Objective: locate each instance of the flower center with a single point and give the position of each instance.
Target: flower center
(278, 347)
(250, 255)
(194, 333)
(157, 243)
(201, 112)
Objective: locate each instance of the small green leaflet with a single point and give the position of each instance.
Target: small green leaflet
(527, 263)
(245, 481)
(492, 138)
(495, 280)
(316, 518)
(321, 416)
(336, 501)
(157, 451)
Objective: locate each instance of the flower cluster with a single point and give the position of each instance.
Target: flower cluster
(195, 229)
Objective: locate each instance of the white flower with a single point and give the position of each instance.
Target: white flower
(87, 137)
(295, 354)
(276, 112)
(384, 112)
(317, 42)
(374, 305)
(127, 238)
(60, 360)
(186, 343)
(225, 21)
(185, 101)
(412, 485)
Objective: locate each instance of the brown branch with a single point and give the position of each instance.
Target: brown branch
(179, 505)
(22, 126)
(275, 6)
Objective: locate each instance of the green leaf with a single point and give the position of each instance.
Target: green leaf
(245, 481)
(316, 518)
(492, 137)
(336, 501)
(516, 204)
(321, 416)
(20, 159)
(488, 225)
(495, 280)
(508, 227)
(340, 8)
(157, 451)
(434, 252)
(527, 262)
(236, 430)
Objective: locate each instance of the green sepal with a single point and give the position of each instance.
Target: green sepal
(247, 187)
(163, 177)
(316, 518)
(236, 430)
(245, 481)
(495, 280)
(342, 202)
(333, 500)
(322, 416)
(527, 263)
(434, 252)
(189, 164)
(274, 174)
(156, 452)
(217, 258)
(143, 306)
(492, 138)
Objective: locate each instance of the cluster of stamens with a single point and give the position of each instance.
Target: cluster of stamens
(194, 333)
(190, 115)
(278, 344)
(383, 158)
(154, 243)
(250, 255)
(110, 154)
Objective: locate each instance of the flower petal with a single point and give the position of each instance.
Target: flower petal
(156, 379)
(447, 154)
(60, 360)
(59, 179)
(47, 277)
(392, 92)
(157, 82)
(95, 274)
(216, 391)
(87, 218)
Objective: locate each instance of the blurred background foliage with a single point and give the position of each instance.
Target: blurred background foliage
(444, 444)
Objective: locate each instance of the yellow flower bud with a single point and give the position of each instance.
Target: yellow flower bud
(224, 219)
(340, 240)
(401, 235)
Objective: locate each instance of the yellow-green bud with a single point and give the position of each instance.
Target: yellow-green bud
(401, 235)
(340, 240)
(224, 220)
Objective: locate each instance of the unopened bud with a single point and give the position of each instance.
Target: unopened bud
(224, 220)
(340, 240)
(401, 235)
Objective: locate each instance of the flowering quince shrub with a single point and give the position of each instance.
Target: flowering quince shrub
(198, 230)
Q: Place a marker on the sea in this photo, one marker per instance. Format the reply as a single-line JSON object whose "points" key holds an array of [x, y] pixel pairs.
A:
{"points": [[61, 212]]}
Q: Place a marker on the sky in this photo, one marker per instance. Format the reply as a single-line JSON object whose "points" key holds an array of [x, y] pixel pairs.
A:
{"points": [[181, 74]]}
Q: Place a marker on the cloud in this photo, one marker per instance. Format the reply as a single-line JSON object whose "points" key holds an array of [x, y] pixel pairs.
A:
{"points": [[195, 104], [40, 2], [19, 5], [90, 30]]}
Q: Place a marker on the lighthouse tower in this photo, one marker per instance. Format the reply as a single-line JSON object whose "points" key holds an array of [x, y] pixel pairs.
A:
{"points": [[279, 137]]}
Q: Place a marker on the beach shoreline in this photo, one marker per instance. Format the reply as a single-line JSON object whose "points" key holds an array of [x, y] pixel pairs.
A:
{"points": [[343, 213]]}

▸ Direction
Quote the lines of the listing above that run from the line with "Objective: locate each instance of the blurred" through its last line, both included, and nothing else.

▸ Exercise output
Objective: locate each instance of the blurred background foliage with a single point and give the position of each instance.
Target: blurred background foliage
(444, 444)
Objective: locate each instance of the yellow flower bud with a single point and give the position of each instance.
Target: yellow flower bud
(224, 219)
(340, 240)
(401, 235)
Objective: locate each instance of the yellow-green bud with a single point and give the position of each instance.
Target: yellow-green bud
(401, 235)
(340, 240)
(224, 220)
Objective: locate each instance of the unopened bud with a single point and give the position of each instance.
Target: unopened bud
(224, 220)
(340, 240)
(401, 235)
Objective: locate each instance of the flowering quince shrub with a single point and give the position of each instance.
Target: flowering quince shrub
(198, 230)
Q: Place a marker on the sea in this photo, one marker per instance. Format the reply as a single-line JSON object whose "points" key holds an array of [x, y] pixel pairs.
A:
{"points": [[61, 212]]}
Q: Place a marker on the sky in this photo, one marker per instance. Format the reply as a single-line JSON object whose "points" key holds an array of [x, y] pixel pairs.
A:
{"points": [[181, 74]]}
Q: Place a marker on the cloud in this photo, one marker per instance. Format the reply as a single-line JSON object whose "points" key holds an array of [x, y] pixel pairs.
A:
{"points": [[195, 104], [40, 2], [19, 5], [90, 30]]}
Q: Place a marker on the lighthouse tower in this photo, one marker per instance. Format the reply as a single-line JSON object whose "points" key holds an array of [x, y] pixel pairs.
A:
{"points": [[279, 137]]}
Q: Place a marker on the beach shoreline in this photo, one marker per instance. Format the reply as a single-line JSON object whose "points" key holds an array of [x, y] pixel pairs.
A:
{"points": [[343, 213]]}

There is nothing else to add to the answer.